WRC世界ラリー選手権で2度のドライバーズチャンピオンに輝くマーカス・グロンホルムが、7月2~5日にスウェーデンのホーリエスで開催されるRallyX Nordic(ラリークロス・ノルディック)の開幕戦、その名も“All-Star Magic Weekend”に参戦することが決定。息子のニクラスとともにGRX Tanecoのヒュンダイi20 RXスーパーカーをドライブする。
北欧地域を中心にラリークロス界のウインターリーグ的存在として長い歴史を誇るRallyX Nordicは、現在WorldRX世界ラリー選手権などで活躍するオリバー・エリクソンらを輩出。近年ではこちらも元WRC王者ペター・ソルベルグの子息であるオリバー・ソルベルグが武者修行を重ねていた。
オリバー・ソルベルグ、北米デビュー戦で2位獲得。「父と同じカラーのマシンをドライブできて感動的だった」
そんな同シリーズも、他のカテゴリー同様に新型コロナウイルス(COVID-19)蔓延の影響を受けていたが、2020年のシリーズ開催に向けプロモーターのRX Promotionと、開催地ホーリエスの運営団体であるFinnskoga MKが団結。スウェーデンの国際放送からの後援を取り付け、大規模なライブストリーミングを柱とした開幕戦“All-Star Magic Weekend”を、ヨーロッパで今年最初の主要なモータースポーツイベントとして開催することを決定した。
7月初週の開催となる同イベントでは、レジェンド、スーパーカー、スーパーカーライト、クロスカー/クロスカート、クロスカージュニアの5つのカテゴリーが設定されるが、その目玉として6月17日付でグロンホルムのレジェンドクラス参戦がアナウンスされた。
WRC通算30勝、542のステージ勝利数を誇るグロンホルムは、WRCの一線から退いた後は2度の世界タイトルを提げてラリークロス界に転身。2008年にはFIAヨーロピアン・ラリークロス選手権(現WorldRX)に参戦し、デビュー戦のホーリエスでフォード・フィエスタSTをドライブし、いきなりの優勝を記録している。
さらに北米ではX-Games参戦を経て2011年、2012年には北欧のコンストラクター、オルスバーグMSE製のフィエスタでGRCグローバル・ラリークロスにもチャレンジ。参戦した8戦中5勝、全ラウンドで表彰台を獲得する強さを披露した。
「これはカムバックではないよ。私は家族に対して、すでにパーマネントレースを辞めることを少し前に約束しているからね」と語った、現在52歳のグロンホルム。

▶ **取り組む課題**
• 1. グロンホルムのラリークロス参戦を報じる記事のうち、「オリバー・ソルベルグ、北米デ」で始まり「ね」と語った、現在52歳のグロンホルム。」までの部分を、一字一句違えずに出力してください。
• 2. グロンホルムのラリークロス参戦を報じる記事を引き取り、掲載されている最後の文の後から続きを書いてください。

▶ **データセット抜粋**
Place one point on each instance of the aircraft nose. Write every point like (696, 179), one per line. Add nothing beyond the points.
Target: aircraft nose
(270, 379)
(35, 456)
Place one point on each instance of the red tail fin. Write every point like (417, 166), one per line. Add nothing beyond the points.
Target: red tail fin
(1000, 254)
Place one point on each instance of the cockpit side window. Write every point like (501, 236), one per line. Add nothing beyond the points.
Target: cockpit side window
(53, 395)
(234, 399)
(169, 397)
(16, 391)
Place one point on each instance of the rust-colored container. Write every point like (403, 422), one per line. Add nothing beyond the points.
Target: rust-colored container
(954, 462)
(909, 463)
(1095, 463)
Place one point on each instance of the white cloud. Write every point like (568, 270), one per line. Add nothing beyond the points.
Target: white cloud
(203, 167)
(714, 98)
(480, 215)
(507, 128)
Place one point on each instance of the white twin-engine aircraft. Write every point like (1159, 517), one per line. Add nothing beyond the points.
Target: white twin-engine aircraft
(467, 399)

▶ **解答結果**
• 1.
オリバー・ソルベルグ、北米デビュー戦で2位獲得。「父と同じカラーのマシンをドライブできて感動的だった」
そんな同シリーズも、他のカテゴリー同様に新型コロナウイルス(COVID-19)蔓延の影響を受けていたが、2020年のシリーズ開催に向けプロモーターのRX Promotionと、開催地ホーリエスの運営団体であるFinnskoga MKが団結。スウェーデンの国際放送からの後援を取り付け、大規模なライブストリーミングを柱とした開幕戦“All-Star Magic Weekend”を、ヨーロッパで今年最初の主要なモータースポーツイベントとして開催することを決定した。
7月初週の開催となる同イベントでは、レジェンド、スーパーカー、スーパーカーライト、クロスカー/クロスカート、クロスカージュニアの5つのカテゴリーが設定されるが、その目玉として6月17日付でグロンホルムのレジェンドクラス参戦がアナウンスされた。
WRC通算30勝、542のステージ勝利数を誇るグロンホルムは、WRCの一線から退いた後は2度の世界タイトルを提げてラリークロス界に転身。2008年にはFIAヨーロピアン・ラリークロス選手権(現WorldRX)に参戦し、デビュー戦のホーリエスでフォード・フィエスタSTをドライブし、いきなりの優勝を記録している。
さらに北米ではX-Games参戦を経て2011年、2012年には北欧のコンストラクター、オルスバーグMSE製のフィエスタでGRCグローバル・ラリークロスにもチャレンジ。参戦した8戦中5勝、全ラウンドで表彰台を獲得する強さを披露した。
「これはカムバックではないよ。私は家族に対して、すでにパーマネントレースを辞めることを少し前に約束しているからね」と語った、現在52歳のグロンホルム。

• 2.
2019年にはWRCラリー・スウェーデンへのスポット参戦があったものの、ラリークロスのスーパーカーをドライブするのは約8年ぶりのことになる。
「それでもワン・オフのイベントとして、とても速いマシンと素晴らしいドライバーたちと競える。ホーリエスでの週末は本当に楽しいものになるだろうね」と続けたグロンホルム。
「個人的にも楽しみだし、私たちGRXのヒュンダイi20 RXスーパーカーのすべてをエンジョイしたい。それにラップタイムで直接ニクラスと比較するわけだから、彼は私を追いかけるのに苦労するだろうね(笑)」
その父と同じマシンで一足先にエントリーが発表されていた24歳のニクラスは、WorldRX通算2勝。2019年はドライバーズランキング4位に入るなど着実な進化を見せている。
「ついにモーターレーシングとラリークロスの日々に戻れるのは最高の気分だ」と、喜びを語ったニクラス。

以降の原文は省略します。